• REQUIREMENT:
Reproduce word for word everything from "As we gathered" down to "actors and influences?" in the essay on India's freedom.

• PAGE:

=======

I woke up this morning in a mood more sombre than celebratory. What are we truly celebrating? Today, the struggles for India’s freedom are a fading memory kept alive by selective recounting on social media—a contested history with new heroes and villains prompted by a reappraisal of our colonial past and instigated or motivated forgetting that allows space for narratives more aligned with the prevailing dominant political persuasions.
As we gathered in our apartment complex this morning for flag-hoisting, patriotic songs and customary speeches, the thought uppermost was how easily the hard-fought freedoms can be frittered away. Is our freedom and independence a mere historical fact or an abiding reality that we hold as precious and invested in, barricaded from malign actors and influences?

=======

• RECORDS SUPPLIED:

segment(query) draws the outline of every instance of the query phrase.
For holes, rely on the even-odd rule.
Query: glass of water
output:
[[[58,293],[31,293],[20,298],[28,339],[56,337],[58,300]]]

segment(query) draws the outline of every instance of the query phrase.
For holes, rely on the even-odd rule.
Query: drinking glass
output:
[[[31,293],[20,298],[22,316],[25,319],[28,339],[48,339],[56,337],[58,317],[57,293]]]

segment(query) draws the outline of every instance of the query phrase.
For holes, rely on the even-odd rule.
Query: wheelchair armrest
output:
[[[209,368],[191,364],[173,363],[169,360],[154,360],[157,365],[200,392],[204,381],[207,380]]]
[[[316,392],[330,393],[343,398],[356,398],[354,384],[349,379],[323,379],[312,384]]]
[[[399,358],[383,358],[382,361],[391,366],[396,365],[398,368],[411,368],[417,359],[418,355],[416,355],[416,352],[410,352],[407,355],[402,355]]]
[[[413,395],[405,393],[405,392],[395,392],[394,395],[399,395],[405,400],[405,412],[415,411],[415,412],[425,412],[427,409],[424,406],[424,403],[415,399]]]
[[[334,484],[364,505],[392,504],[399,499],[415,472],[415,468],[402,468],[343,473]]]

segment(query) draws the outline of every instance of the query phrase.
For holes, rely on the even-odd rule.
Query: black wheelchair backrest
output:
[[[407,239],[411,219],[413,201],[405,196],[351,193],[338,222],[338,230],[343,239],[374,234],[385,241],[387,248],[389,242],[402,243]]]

=======

• OUTPUT FOR THIS TASK:
As we gathered in our apartment complex this morning for flag-hoisting, patriotic songs and customary speeches, the thought uppermost was how easily the hard-fought freedoms can be frittered away. Is our freedom and independence a mere historical fact or an abiding reality that we hold as precious and invested in, barricaded from malign actors and influences?